_DIRECTIVE_
Translate this sentence from the hexagon proof into Spanish: "As $XMN$ is isosceles with $XM = XN$, the base angles are both $\gamma$."

Revision as of 20:55, 3 July 2013

In hexagon $ABCDEF$, which is nonconvex but not self-intersecting, no pair of opposite sides are parallel. The internal angles satisfy $\angle A = 3\angle D$, $\angle C = 3\angle F$, and $\angle E = 3\angle B$. Furthermore $AB=DE$, $BC=EF$, and $CD=FA$. Prove that diagonals $\overline{AD}$, $\overline{BE}$, and $\overline{CF}$ are concurrent.

Solutions

Solution 1

Let $\angle A = \alpha$, $\angle C = \gamma$, and $\angle E = \beta$, $AB=DE=p$, $BC=EF=q$, $CD=FA=r$, $AB$ intersect $DE$ at $X$, $BC$ intersect $EF$ at $Y$, and $CD$ intersect $FA$ at $Z$. Define the vectors: \[\vec{u} = \vec{AB} + \vec{DE}\] \[\vec{v} = \vec{BC} + \vec{EF}\] \[\vec{w} = \vec{CD} + \vec{FA}\] Clearly, $\vec{u}+\vec{v}+\vec{w}=\vec{0}$.

Note that $\angle X = 360^\circ - \angle A - \angle F - \angle E = 360^\circ - \alpha - 3\gamma - \beta = 180^\circ - 2\gamma$. By sliding the vectors $\vec{AB}$ and $\vec{DE}$ to the vectors $\vec{MX}$ and $\vec{XN}$ respectively, then $\vec{u} = \vec{MN}$. As $XMN$ is isosceles with $XM = XN$, the base angles are both $\gamma$. Thus, $|\vec{u}|=2p \cos \gamma$. Similarly, $|\vec{v}|=2q \cos \alpha$ and $|\vec{w}| = 2r \cos \beta$.

Next we will find the angles between $\vec{u}$, $\vec{v}$, and $\vec{w}$. As $\angle MNX = \gamma$, the angle between the vectors $\vec{u}$ and $\vec{NE}$ is $\gamma$. Similarly, the angle between $\vec{NE}$ and $\vec{EF}$ is $180^\circ-\beta$, and the angle between $\vec{EF}$ and $\vec{v}$ is $\alpha$. Thus, the angle between $\vec{u}$ and $\vec{v}$ is $\gamma + 180^\circ-\beta+\alpha = 360^\circ - 2\beta$, or just $2\beta$ in the other direction if we take it modulo $360^\circ$. Similarly, the angle between $\vec{v}$ and $\vec{w}$ is $2 \gamma$, and the angle between $\vec{w}$ and $\vec{u}$ is $2 \alpha$.

_LISTED ENTRIES_

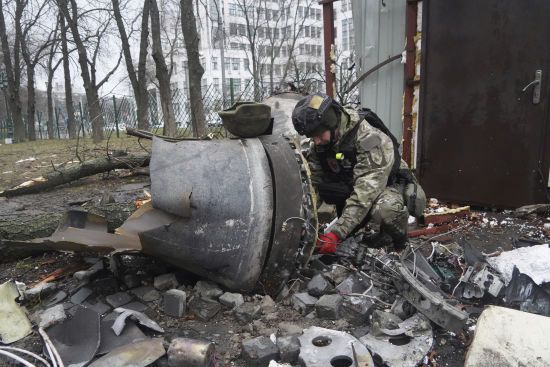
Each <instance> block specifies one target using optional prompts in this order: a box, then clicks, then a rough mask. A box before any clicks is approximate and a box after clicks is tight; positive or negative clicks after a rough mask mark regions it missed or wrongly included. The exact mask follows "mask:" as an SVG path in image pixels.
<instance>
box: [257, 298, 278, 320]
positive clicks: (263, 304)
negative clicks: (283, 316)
mask: <svg viewBox="0 0 550 367" xmlns="http://www.w3.org/2000/svg"><path fill="white" fill-rule="evenodd" d="M260 307H261V309H262V313H263V314H264V315H267V314H270V313H273V312H275V310H277V305H276V304H275V301H273V298H271V297H270V296H268V295H266V296H264V297H263V298H262V302H261V303H260Z"/></svg>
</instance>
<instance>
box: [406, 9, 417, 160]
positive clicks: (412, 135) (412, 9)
mask: <svg viewBox="0 0 550 367" xmlns="http://www.w3.org/2000/svg"><path fill="white" fill-rule="evenodd" d="M417 14H418V3H417V2H416V1H407V10H406V20H405V22H406V23H405V36H406V46H405V50H406V53H407V61H406V62H405V95H404V97H403V159H404V160H405V162H407V164H408V165H409V166H411V167H412V166H413V165H412V159H413V157H412V137H413V131H412V129H413V126H412V125H413V116H412V110H413V100H414V85H415V80H414V76H415V65H416V45H415V41H414V37H415V36H416V27H417V24H416V17H417Z"/></svg>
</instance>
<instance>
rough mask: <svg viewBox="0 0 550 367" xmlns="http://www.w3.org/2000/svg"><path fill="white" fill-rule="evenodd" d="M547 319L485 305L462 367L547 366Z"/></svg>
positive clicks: (533, 315) (547, 343) (548, 323)
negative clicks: (479, 366) (490, 366)
mask: <svg viewBox="0 0 550 367" xmlns="http://www.w3.org/2000/svg"><path fill="white" fill-rule="evenodd" d="M549 330H550V317H546V316H541V315H535V314H532V313H527V312H522V311H517V310H512V309H509V308H504V307H497V306H488V307H487V308H486V309H485V310H484V311H483V312H482V314H481V316H480V317H479V319H478V321H477V325H476V331H475V335H474V339H473V341H472V344H471V345H470V348H469V349H468V353H467V354H466V361H465V363H464V366H465V367H474V366H476V367H477V366H499V367H512V366H514V367H515V366H550V348H548V331H549Z"/></svg>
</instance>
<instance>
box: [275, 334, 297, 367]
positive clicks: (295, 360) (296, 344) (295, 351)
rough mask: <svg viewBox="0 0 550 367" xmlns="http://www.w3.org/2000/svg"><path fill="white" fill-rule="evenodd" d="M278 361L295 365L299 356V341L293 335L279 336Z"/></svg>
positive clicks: (294, 336) (278, 340)
mask: <svg viewBox="0 0 550 367" xmlns="http://www.w3.org/2000/svg"><path fill="white" fill-rule="evenodd" d="M277 348H279V357H280V361H281V362H283V363H291V364H295V363H296V362H297V361H298V355H299V354H300V340H299V339H298V337H297V336H295V335H290V336H281V337H279V338H277Z"/></svg>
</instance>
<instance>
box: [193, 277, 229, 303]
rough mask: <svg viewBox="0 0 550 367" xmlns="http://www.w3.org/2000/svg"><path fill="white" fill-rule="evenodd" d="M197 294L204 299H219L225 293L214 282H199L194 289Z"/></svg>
mask: <svg viewBox="0 0 550 367" xmlns="http://www.w3.org/2000/svg"><path fill="white" fill-rule="evenodd" d="M193 290H194V291H195V294H198V295H200V296H201V297H203V298H210V299H218V297H219V296H221V295H222V294H223V291H222V290H221V289H220V287H218V285H217V284H216V283H214V282H211V281H208V280H199V281H198V282H197V284H195V288H194V289H193Z"/></svg>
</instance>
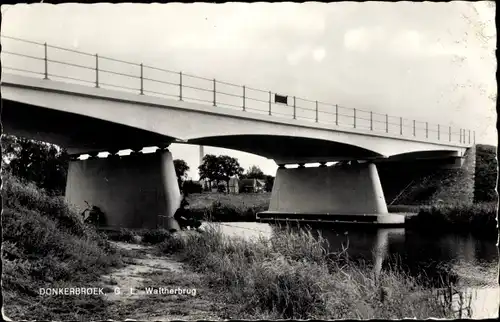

_EXERCISE ANSWER_
Como $XMN$ es isósceles con $XM = XN$, los dos ángulos de la base son $\gamma$.